:: Brief ::
Return every record verbatim.

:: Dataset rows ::

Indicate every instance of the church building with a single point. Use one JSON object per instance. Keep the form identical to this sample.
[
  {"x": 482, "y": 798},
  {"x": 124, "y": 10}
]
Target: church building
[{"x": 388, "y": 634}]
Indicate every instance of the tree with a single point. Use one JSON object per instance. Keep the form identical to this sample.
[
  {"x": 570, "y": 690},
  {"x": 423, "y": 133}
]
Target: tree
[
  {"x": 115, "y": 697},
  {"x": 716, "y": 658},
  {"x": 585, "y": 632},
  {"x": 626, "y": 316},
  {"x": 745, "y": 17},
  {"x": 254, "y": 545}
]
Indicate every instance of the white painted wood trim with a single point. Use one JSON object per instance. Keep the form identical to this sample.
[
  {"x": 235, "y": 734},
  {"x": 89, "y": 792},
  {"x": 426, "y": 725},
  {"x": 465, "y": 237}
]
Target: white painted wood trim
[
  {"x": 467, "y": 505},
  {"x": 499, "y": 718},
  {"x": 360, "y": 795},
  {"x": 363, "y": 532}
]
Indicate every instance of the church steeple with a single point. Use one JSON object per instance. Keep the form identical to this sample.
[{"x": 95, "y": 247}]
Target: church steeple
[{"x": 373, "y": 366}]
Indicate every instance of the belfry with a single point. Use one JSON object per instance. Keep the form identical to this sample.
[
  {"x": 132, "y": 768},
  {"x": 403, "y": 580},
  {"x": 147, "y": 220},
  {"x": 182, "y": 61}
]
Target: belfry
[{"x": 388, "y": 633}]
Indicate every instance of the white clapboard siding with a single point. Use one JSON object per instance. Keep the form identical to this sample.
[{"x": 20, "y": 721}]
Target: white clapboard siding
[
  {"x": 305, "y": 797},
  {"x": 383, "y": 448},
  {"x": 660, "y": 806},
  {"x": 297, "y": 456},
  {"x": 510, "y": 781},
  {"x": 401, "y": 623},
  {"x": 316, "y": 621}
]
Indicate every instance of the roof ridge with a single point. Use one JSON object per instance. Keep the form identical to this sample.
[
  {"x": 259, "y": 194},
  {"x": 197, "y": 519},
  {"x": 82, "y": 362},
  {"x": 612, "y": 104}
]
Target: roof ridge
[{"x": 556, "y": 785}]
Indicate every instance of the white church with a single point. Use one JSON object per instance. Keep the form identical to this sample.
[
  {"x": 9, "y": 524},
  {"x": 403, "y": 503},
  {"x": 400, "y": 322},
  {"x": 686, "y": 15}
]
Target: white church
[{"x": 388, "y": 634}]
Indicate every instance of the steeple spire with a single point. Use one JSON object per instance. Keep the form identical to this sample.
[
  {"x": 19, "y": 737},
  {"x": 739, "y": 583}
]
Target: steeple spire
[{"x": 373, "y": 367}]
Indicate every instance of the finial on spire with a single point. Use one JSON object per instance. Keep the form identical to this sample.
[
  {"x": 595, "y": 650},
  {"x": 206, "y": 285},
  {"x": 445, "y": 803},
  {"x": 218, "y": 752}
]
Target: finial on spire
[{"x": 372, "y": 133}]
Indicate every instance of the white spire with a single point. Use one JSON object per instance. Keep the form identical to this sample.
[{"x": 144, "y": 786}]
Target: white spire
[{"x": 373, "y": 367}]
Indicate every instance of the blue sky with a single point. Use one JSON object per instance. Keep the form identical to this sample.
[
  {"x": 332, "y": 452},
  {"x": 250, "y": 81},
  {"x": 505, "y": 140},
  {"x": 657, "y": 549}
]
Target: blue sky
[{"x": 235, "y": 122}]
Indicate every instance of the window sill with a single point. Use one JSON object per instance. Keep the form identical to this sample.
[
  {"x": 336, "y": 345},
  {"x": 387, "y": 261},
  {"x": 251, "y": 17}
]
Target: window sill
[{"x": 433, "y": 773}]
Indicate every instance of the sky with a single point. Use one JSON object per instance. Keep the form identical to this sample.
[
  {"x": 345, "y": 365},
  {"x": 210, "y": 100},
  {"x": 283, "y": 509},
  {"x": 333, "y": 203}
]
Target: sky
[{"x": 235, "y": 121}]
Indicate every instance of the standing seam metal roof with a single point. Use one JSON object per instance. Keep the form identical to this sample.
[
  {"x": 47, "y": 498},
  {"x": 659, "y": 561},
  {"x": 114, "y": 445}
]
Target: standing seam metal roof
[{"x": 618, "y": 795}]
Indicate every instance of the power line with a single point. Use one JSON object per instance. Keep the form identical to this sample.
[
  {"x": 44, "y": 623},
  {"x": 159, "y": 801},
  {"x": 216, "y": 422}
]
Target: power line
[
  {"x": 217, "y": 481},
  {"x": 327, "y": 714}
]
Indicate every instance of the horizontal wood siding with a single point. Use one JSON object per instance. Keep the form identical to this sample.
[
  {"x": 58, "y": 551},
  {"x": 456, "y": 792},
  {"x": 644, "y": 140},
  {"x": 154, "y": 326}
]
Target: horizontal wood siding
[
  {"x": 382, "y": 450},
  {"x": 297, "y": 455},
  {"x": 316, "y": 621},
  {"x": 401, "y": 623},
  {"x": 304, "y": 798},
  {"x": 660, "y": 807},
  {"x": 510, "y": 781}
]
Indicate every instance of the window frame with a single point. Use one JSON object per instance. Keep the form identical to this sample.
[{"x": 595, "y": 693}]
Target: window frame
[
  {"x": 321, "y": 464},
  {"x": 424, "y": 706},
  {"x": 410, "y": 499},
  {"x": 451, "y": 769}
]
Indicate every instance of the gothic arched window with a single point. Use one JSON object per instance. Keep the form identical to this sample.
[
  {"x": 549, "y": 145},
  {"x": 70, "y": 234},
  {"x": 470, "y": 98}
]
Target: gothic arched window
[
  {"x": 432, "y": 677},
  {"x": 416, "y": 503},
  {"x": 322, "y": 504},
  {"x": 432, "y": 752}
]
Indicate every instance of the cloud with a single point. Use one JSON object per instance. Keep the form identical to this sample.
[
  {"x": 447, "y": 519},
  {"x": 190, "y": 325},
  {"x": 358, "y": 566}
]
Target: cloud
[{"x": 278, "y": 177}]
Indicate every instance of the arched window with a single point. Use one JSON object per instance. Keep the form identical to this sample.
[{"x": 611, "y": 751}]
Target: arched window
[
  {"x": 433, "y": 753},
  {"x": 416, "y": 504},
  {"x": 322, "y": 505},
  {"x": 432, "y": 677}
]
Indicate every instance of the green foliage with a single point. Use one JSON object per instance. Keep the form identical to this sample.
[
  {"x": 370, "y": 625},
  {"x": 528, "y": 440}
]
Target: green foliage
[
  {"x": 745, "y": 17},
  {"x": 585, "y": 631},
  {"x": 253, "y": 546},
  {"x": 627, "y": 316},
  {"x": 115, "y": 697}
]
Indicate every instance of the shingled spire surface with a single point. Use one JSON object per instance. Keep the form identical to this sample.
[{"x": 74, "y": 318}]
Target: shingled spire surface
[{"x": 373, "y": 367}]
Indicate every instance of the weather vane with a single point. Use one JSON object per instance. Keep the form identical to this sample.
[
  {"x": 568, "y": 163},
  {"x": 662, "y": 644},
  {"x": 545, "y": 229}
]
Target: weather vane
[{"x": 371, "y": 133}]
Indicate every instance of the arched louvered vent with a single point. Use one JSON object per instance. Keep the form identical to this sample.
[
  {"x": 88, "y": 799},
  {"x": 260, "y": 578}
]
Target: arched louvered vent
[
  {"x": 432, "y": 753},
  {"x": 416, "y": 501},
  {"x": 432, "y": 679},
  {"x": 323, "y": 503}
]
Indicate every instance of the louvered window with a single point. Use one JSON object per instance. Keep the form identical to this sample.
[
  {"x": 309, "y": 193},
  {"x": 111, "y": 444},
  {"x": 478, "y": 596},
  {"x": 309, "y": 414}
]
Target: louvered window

:: Result of this task ::
Indicate every instance of the church building with a single point. Use one JSON object per instance. Keep the form identical to this sample.
[
  {"x": 482, "y": 798},
  {"x": 124, "y": 10}
]
Target: church building
[{"x": 388, "y": 634}]
Indicate every instance of the tree with a single point. Use one JSON object per instance. Keep the form identical to this sample.
[
  {"x": 570, "y": 690},
  {"x": 423, "y": 133}
]
Target: tree
[
  {"x": 115, "y": 697},
  {"x": 716, "y": 658},
  {"x": 585, "y": 632},
  {"x": 626, "y": 316},
  {"x": 745, "y": 17},
  {"x": 254, "y": 545}
]
Indicate every instance of the white painted wood trim with a single point. Use one JSON object per instance. Keep the form identical to this sample.
[
  {"x": 235, "y": 734},
  {"x": 89, "y": 792},
  {"x": 426, "y": 725},
  {"x": 465, "y": 237}
]
Target: white painted wood trim
[
  {"x": 467, "y": 505},
  {"x": 499, "y": 718},
  {"x": 360, "y": 795},
  {"x": 363, "y": 532}
]
Indicate every instance of the church steeple with a single point. Use one JSON object per instance. Keep the form identical to this sample.
[{"x": 95, "y": 247}]
Target: church steeple
[{"x": 373, "y": 366}]
Indicate every instance of the belfry with a single point. Use one JSON object per instance. Keep the form identical to this sample.
[
  {"x": 132, "y": 768},
  {"x": 403, "y": 580},
  {"x": 147, "y": 220},
  {"x": 182, "y": 61}
]
Target: belfry
[{"x": 388, "y": 633}]
Indicate every instance of the white clapboard siding with a single point. Use one JSON object per instance. Keep the form identical to this sample.
[{"x": 20, "y": 721}]
Target: white clapboard siding
[
  {"x": 305, "y": 797},
  {"x": 383, "y": 448},
  {"x": 660, "y": 806},
  {"x": 297, "y": 456},
  {"x": 510, "y": 781},
  {"x": 401, "y": 623},
  {"x": 316, "y": 621}
]
Indicate every instance of the roof ridge with a single point. Use one JSON object per instance. Keep the form identical to this sample.
[
  {"x": 259, "y": 194},
  {"x": 197, "y": 519},
  {"x": 82, "y": 362},
  {"x": 612, "y": 104}
]
Target: roof ridge
[{"x": 556, "y": 785}]
Indicate every instance of the white church with a single point. Use one JSON object per instance. Keep the form identical to this sample.
[
  {"x": 9, "y": 524},
  {"x": 403, "y": 503},
  {"x": 400, "y": 322},
  {"x": 686, "y": 15}
]
Target: white church
[{"x": 388, "y": 634}]
Indicate every instance of the steeple spire with a single point. Use one JSON object per instance. Keep the form identical to this sample.
[
  {"x": 19, "y": 737},
  {"x": 739, "y": 583}
]
Target: steeple spire
[{"x": 373, "y": 367}]
Indicate every instance of the finial on spire with a single point. Use one JSON object per instance. Keep the form identical to this sample.
[
  {"x": 595, "y": 650},
  {"x": 206, "y": 285},
  {"x": 445, "y": 803},
  {"x": 218, "y": 752}
]
Target: finial on spire
[{"x": 372, "y": 133}]
Indicate every instance of the white spire with a single point. Use one JSON object per instance. Keep the form identical to this sample.
[{"x": 144, "y": 786}]
Target: white spire
[{"x": 373, "y": 367}]
Indicate every instance of the blue sky with a single point. Use one JSON object per instance. Keep the form identical to this sample.
[
  {"x": 332, "y": 452},
  {"x": 250, "y": 81},
  {"x": 505, "y": 140},
  {"x": 657, "y": 549}
]
Target: blue sky
[{"x": 235, "y": 122}]
Indicate every instance of the window sill with a single point. Use one JSON object per instance. Keep the form identical to this sample.
[
  {"x": 336, "y": 345},
  {"x": 387, "y": 261},
  {"x": 251, "y": 17}
]
Target: window sill
[{"x": 433, "y": 773}]
Indicate every instance of the sky with a single point. Use one JSON object per instance. Keep the form identical to this sample.
[
  {"x": 345, "y": 365},
  {"x": 210, "y": 100},
  {"x": 283, "y": 509},
  {"x": 333, "y": 203}
]
Target: sky
[{"x": 235, "y": 121}]
Indicate every instance of the standing seam metal roof with a single point. Use one JSON object per instance. Keep the form identical to this sample.
[
  {"x": 47, "y": 498},
  {"x": 659, "y": 561},
  {"x": 114, "y": 445}
]
Target: standing seam metal roof
[{"x": 618, "y": 795}]
Indicate every instance of the power line with a single point. Use one JSON object per instance. Keep the form identical to this sample.
[
  {"x": 44, "y": 623},
  {"x": 159, "y": 801},
  {"x": 216, "y": 422}
]
Target: power line
[
  {"x": 217, "y": 481},
  {"x": 327, "y": 714}
]
Indicate every instance of the horizontal wood siding with a single point. Use one JSON object per instance. Keep the form identical to this sample.
[
  {"x": 58, "y": 551},
  {"x": 456, "y": 792},
  {"x": 644, "y": 140},
  {"x": 154, "y": 326}
]
Target: horizontal wood siding
[
  {"x": 382, "y": 450},
  {"x": 297, "y": 455},
  {"x": 316, "y": 621},
  {"x": 401, "y": 623},
  {"x": 304, "y": 798},
  {"x": 660, "y": 807},
  {"x": 510, "y": 781}
]
Indicate every instance of the window frame with a single point. Use one JSON object per instance. Keep the form identical to this sample.
[{"x": 595, "y": 693}]
Target: window frame
[
  {"x": 321, "y": 464},
  {"x": 424, "y": 706},
  {"x": 410, "y": 499},
  {"x": 451, "y": 769}
]
Indicate every instance of the gothic arched window with a single point. Use one JSON object per instance. Keep the form identical to this sample.
[
  {"x": 549, "y": 145},
  {"x": 70, "y": 234},
  {"x": 470, "y": 98}
]
Target: gothic arched window
[
  {"x": 432, "y": 677},
  {"x": 416, "y": 503},
  {"x": 322, "y": 504},
  {"x": 432, "y": 752}
]
Indicate every instance of the cloud with a single point. Use one JSON object per instance. Keep the form identical to this sample.
[
  {"x": 447, "y": 519},
  {"x": 190, "y": 325},
  {"x": 358, "y": 566}
]
Target: cloud
[{"x": 278, "y": 177}]
Indicate every instance of the arched window with a single point. Use one JSON object per instance. Keep the form identical to this sample.
[{"x": 611, "y": 751}]
Target: arched window
[
  {"x": 433, "y": 753},
  {"x": 416, "y": 504},
  {"x": 322, "y": 505},
  {"x": 432, "y": 677}
]
Indicate every instance of the green foliage with a single point. Use one JSON object per instance. Keep the form identical to this sample.
[
  {"x": 370, "y": 625},
  {"x": 528, "y": 440}
]
Target: green foliage
[
  {"x": 745, "y": 17},
  {"x": 585, "y": 631},
  {"x": 253, "y": 546},
  {"x": 627, "y": 316},
  {"x": 115, "y": 697}
]
Indicate every instance of the shingled spire surface with a single point. Use one JSON object per instance. Keep the form identical to this sample.
[{"x": 74, "y": 318}]
Target: shingled spire surface
[{"x": 373, "y": 367}]
Indicate every instance of the weather vane with a single point. Use one JSON object per instance. Keep the form identical to this sample.
[
  {"x": 568, "y": 163},
  {"x": 662, "y": 644},
  {"x": 545, "y": 229}
]
Target: weather vane
[{"x": 371, "y": 133}]
Indicate every instance of the arched louvered vent with a single point. Use one JSON object per instance. Keep the form identical to this sample.
[
  {"x": 88, "y": 799},
  {"x": 260, "y": 578}
]
Target: arched louvered vent
[
  {"x": 432, "y": 753},
  {"x": 416, "y": 501},
  {"x": 432, "y": 679},
  {"x": 323, "y": 503}
]
Indicate every instance of the louvered window with a single point. Use one JSON object per instance. Keep the form identical to this sample.
[
  {"x": 309, "y": 193},
  {"x": 111, "y": 444},
  {"x": 478, "y": 596},
  {"x": 309, "y": 414}
]
Target: louvered window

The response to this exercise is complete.